• Work to be completed: Only the lines that include "Locate" should be copied from the data below.

Records from a data collection
▶

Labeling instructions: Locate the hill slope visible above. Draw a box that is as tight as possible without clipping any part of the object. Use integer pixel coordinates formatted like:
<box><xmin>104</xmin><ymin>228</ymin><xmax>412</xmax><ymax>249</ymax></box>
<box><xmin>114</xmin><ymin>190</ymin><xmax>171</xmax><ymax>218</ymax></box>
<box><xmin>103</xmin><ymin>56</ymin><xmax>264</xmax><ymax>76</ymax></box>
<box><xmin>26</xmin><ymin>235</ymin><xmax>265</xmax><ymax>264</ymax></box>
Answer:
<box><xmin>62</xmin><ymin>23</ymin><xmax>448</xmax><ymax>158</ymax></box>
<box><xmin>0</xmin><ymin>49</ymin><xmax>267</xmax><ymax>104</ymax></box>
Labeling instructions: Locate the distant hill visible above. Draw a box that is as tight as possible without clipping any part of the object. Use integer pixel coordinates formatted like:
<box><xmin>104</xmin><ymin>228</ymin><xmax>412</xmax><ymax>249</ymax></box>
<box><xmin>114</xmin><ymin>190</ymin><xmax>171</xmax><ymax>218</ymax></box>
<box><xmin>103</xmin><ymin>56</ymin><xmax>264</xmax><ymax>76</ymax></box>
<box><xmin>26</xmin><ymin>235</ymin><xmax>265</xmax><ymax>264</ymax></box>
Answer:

◀

• Answer space:
Labeling instructions: Locate the hill slope visible above. Draw a box that is as tight as possible without clipping any part of the object. Use integer pixel coordinates formatted like:
Labeling instructions: Locate the distant hill visible above. Draw a box that is as tight as possible without clipping any part of the object. Use integer pixel coordinates formatted like:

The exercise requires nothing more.